Task to carry out: Reproduce only the lines that run from the line with "Reviewer note. Check that every instance of the gray" to the last line of the material, both ends included, exactly as they appear.

Supplied data:
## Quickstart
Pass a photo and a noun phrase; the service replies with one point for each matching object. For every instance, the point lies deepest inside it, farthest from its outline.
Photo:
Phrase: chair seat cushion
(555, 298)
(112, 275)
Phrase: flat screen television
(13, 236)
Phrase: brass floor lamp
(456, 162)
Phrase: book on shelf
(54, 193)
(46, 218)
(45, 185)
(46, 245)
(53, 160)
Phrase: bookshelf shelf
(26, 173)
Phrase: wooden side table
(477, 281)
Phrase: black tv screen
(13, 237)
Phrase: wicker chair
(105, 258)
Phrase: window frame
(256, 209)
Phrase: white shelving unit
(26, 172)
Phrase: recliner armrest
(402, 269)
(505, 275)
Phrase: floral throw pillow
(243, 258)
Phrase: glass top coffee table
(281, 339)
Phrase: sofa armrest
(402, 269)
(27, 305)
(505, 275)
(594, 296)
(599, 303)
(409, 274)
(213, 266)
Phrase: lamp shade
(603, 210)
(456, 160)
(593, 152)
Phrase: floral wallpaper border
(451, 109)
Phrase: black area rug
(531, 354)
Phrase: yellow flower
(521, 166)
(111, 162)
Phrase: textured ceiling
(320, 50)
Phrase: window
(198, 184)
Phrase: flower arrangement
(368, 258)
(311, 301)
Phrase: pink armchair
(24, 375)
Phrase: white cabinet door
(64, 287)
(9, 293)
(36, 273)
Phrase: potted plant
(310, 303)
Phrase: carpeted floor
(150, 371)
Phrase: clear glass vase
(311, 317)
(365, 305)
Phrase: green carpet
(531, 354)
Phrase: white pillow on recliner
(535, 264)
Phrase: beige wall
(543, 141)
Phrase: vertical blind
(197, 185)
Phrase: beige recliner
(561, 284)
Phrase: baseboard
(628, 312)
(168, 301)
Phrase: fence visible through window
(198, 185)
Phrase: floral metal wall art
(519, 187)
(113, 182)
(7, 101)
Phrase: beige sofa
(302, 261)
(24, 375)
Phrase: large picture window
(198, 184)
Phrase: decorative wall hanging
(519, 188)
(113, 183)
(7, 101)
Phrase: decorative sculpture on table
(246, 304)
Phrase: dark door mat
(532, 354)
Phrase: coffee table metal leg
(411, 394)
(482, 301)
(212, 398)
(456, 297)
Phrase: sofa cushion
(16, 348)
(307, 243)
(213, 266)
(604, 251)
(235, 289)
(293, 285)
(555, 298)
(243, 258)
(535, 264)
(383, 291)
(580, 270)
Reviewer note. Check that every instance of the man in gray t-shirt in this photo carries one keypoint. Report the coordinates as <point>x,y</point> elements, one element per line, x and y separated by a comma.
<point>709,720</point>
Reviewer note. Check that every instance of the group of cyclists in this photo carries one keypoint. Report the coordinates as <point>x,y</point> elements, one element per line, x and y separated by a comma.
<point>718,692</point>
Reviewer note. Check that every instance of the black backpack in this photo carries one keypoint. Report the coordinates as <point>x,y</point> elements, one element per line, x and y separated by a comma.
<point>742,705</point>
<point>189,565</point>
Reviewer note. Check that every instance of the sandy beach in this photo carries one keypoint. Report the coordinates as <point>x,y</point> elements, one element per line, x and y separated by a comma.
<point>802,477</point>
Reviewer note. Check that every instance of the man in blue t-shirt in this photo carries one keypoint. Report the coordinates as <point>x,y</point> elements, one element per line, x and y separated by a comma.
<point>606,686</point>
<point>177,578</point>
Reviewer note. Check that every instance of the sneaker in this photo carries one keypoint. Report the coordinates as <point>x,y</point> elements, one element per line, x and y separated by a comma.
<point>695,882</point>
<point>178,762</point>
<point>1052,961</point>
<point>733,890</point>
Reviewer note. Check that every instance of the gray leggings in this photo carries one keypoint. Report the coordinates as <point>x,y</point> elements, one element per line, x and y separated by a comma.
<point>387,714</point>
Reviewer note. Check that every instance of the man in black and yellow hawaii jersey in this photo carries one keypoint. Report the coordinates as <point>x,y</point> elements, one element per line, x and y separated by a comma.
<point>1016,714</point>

Output:
Reviewer note. Check that every instance of the gray leggings in this photo carries one keypoint. Report the coordinates as <point>x,y</point> elements, one element per line, x and y separated by a comma.
<point>387,714</point>
Reviewer note. Check that every instance of the man in black and yellow hawaii jersey in this photo carries one keypoint. Report the coordinates as <point>x,y</point> elements, one element per line, x and y separated by a comma.
<point>1016,714</point>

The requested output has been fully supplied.